Skip the pictures. Reproduce all other material exactly.

(Image object location entries)
--- BEGIN ---

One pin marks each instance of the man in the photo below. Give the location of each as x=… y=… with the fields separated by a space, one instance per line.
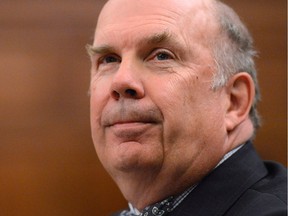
x=173 y=107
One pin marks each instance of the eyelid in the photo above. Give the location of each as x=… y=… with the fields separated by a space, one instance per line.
x=101 y=58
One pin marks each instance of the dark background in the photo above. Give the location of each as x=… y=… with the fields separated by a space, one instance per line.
x=48 y=165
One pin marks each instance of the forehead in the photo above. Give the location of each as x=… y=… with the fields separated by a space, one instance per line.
x=121 y=19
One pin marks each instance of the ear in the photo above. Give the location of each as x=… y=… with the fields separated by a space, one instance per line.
x=240 y=90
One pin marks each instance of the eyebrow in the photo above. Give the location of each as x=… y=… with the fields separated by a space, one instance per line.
x=91 y=50
x=158 y=38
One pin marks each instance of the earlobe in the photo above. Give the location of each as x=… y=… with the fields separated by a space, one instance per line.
x=240 y=91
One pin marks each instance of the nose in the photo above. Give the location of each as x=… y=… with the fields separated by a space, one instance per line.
x=127 y=83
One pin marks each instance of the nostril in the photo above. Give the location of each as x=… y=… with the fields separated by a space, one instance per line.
x=115 y=95
x=131 y=92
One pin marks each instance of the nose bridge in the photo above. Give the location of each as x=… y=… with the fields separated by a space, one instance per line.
x=127 y=80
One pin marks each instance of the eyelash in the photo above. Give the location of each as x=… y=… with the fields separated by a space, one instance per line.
x=154 y=54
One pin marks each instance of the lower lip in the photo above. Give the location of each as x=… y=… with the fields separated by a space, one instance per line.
x=130 y=130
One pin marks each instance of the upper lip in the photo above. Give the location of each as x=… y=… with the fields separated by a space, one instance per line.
x=131 y=115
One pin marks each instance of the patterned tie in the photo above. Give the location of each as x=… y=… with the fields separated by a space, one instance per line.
x=159 y=209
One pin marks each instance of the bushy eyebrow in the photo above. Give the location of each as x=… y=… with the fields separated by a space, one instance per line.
x=158 y=38
x=91 y=50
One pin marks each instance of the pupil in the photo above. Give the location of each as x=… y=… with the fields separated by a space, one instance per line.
x=110 y=59
x=162 y=56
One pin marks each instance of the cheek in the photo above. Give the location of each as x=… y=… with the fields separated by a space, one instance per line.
x=99 y=95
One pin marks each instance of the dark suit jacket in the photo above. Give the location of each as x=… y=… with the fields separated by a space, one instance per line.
x=243 y=185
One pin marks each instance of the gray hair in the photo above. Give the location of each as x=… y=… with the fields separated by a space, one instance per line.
x=234 y=52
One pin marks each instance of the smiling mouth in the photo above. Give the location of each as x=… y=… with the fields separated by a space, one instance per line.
x=130 y=130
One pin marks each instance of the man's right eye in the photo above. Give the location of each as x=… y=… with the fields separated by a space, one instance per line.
x=109 y=59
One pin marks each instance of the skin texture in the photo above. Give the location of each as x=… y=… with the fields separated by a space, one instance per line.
x=156 y=124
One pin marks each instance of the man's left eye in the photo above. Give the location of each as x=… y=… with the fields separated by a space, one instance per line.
x=163 y=56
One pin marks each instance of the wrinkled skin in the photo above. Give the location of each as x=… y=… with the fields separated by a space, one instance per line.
x=156 y=123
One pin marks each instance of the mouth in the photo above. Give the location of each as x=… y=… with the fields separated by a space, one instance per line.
x=134 y=122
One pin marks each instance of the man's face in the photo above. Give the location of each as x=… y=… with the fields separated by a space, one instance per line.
x=152 y=107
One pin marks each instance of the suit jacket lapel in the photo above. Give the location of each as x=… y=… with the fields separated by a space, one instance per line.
x=224 y=185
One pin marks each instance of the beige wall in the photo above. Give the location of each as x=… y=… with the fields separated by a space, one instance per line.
x=48 y=165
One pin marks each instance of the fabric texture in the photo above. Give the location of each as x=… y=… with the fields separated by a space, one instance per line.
x=243 y=185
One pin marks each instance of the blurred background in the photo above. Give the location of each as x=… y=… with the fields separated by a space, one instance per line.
x=48 y=165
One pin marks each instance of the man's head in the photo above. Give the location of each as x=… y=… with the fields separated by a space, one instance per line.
x=159 y=114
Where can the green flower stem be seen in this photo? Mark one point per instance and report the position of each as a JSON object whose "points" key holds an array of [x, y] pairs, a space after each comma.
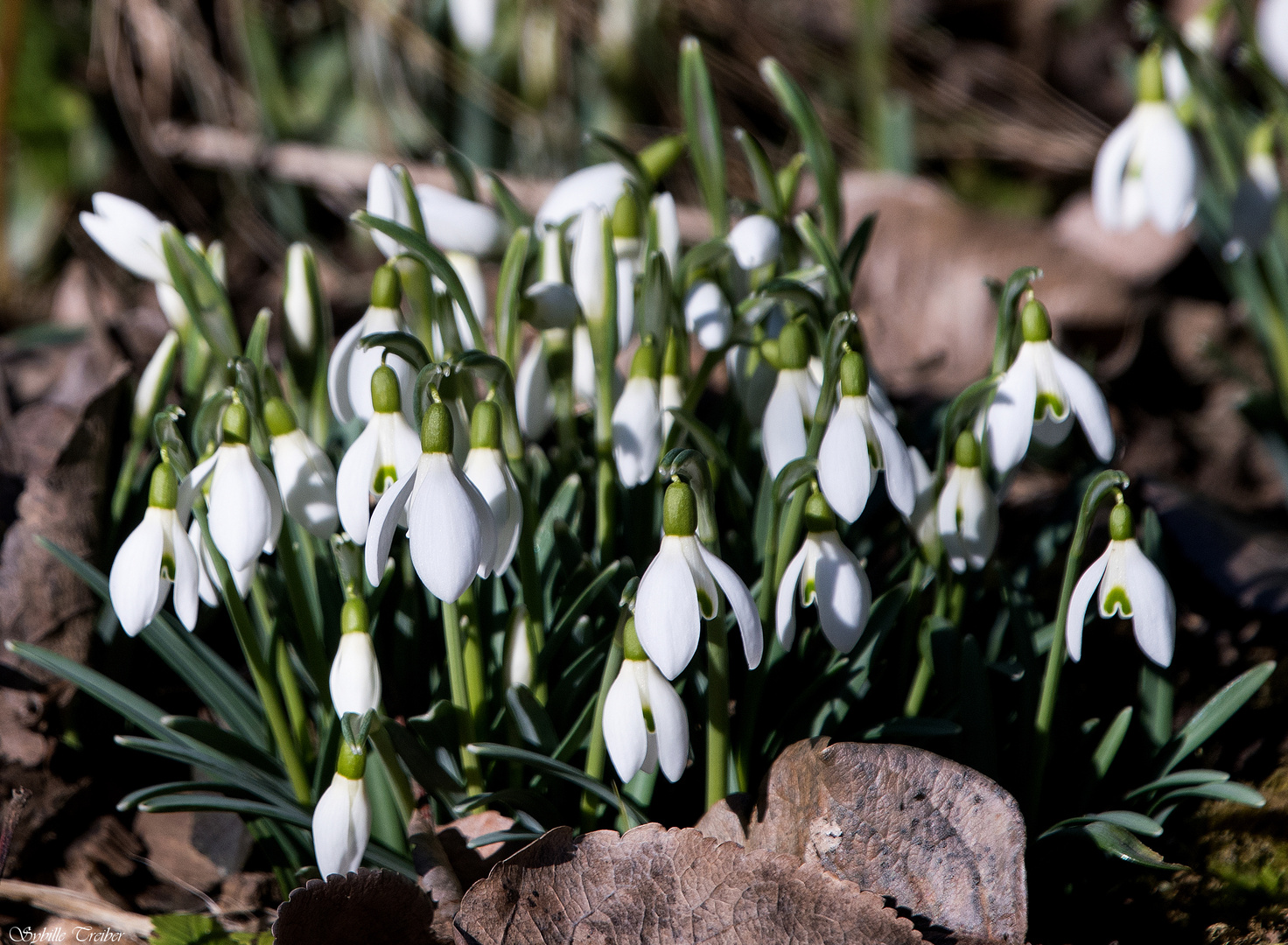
{"points": [[718, 710], [125, 478], [598, 751], [403, 796], [460, 694], [1102, 486], [259, 669], [295, 554]]}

--- END ---

§ Expected answer:
One pin marks each instance of the man in the photo below. Give the location of each as x=… y=… with the fields separated by a space, one instance per line.
x=173 y=107
One pin marks each instance of the eyelid in the photo above. Give the location of each as x=… y=… with the fields separated by a space, one instance per line.
x=101 y=58
One pin marks each instance of the dark background in the photo above. Give the location of each as x=… y=… with the fields separated by a space, one instance per line.
x=48 y=165
One pin marks each instance of the forehead in the photo above. Give the location of each as x=… y=… with the fields separated by a space, one instance per line.
x=121 y=19
One pin marks each instance of the ear in the photo above. Give the location of each as x=… y=… with the fields separated by a space, one instance per line.
x=240 y=90
One pin marks each instance of the eyebrow in the photo above. Give the location of each as x=… y=… with the fields separated by a space, one instance per line.
x=91 y=50
x=158 y=38
One pin marks each instance of the earlobe in the photo above. Give the location of each as x=… y=… with the fields separated by a space, one instance per line.
x=240 y=91
One pin marks each instance of the nose in the photo above. Give the location of each as x=… y=… with the fields separated by a space, one instance per line.
x=127 y=83
One pin marks each instance of the nostril in the photo above. Give the location of each as x=… y=… with the fields separated by a space, one instance per line.
x=115 y=95
x=131 y=92
One pin marks each instance of the nose bridge in the photo above. Give the location of each as x=… y=… with the fields separated by a space, one instance per line.
x=127 y=80
One pin marks each instance of the eyelash in the photo above. Give the location of each as x=… y=… with the fields separated by a space, one instance per line.
x=154 y=54
One pin marks each instance of the lower lip in the photo above. Give the location of each as x=… y=… with the fields separated by a space, one instance per line.
x=130 y=130
One pin marks each instance of the upper lip in the photo above. Give the location of each as x=… y=… with the fields separated by a space, one instance per line.
x=131 y=115
One pin marks each instance of the patterned tie in the photo above. Give the location of each as x=… y=… with the fields separated by a space, one instance per line.
x=159 y=209
One pin marks each instance of the bushy eyebrow in the photo above. Give the location of each as x=… y=… with the fields separated by a space, one instance per line.
x=158 y=38
x=91 y=50
One pin marks each instance of the pupil in the photo above. Give the location of each as x=… y=… with the fields separated by a space, one instance per line.
x=110 y=59
x=162 y=56
One pin marks each instance of the cheek in the photo above. Give the location of each as x=… y=… with the fields separated by a space, one instance per line.
x=99 y=95
One pin marks each instance of the dark suit jacket in the photo above. Give the location of each as x=… y=… with the fields separated by a space, one instance per line.
x=243 y=185
One pin marks each instance of the gray hair in the photo above. Give the location of each as x=… y=… with the fields separated by a space, one instance per line.
x=234 y=52
One pin marks each instance of the smiling mouth in the photo above. Give the location of each as x=… y=… with the fields separated by a space, one instance per line.
x=130 y=130
One pin marks each instance of the man's right eye in the photo above. Give the location of each as x=… y=… with the fields separated by a space, one instance per line.
x=109 y=59
One pin marks each instance of the skin texture in the photo above. Give the location of each as x=… y=… with the fields separated by a space, one instance per line.
x=156 y=124
One pin marks each instance of the man's left eye in the photo above. Give the location of each as x=… y=… with the fields separated by a space, one instance per line.
x=163 y=56
One pin marks each instance of the wrinkled skin in the photo above. Give the location of each as x=… y=… with the fields separated by a space, one instance per line.
x=156 y=123
One pin marks each instance of the mouth in the photo above. Give the location of each as x=… y=… with the fields separated by a space, one instance per line.
x=134 y=122
One pin marks each instance of the man's face in the photo above. Give the location of each as x=… y=… with the fields separated by a space, one instance per line.
x=152 y=107
One pin marks each instance of the suit jacket lapel in the photo above. Give the location of each as x=… y=… with the fields separated by a space, one instance per line.
x=224 y=185
One pin marks each instance of the beige wall in the photo above. Give the location of each as x=… y=… with the fields separated by a space, one instance per line.
x=48 y=165
One pin marks each instance of the fabric texture in the photo above. Give the location of each as x=… y=… with the fields separated by a space, one instance per line.
x=243 y=185
One pin marks each instance of the blurred background in the photo above. Give the location of each as x=… y=… with the fields separated by a space, one instance per line.
x=48 y=165
One pin marks each instance of the man's head in the photo above. Give the location of each as x=… y=… with the fields separated by a space, one instance per line.
x=159 y=114
Where can the green flower stem be seen in this photo? Mark one point per instance and report the position of each as a JSON object whose "points" key holds an array of [x, y] pairs, a space after each comma.
{"points": [[718, 710], [125, 478], [598, 751], [403, 796], [460, 694], [1102, 486], [259, 669], [295, 554]]}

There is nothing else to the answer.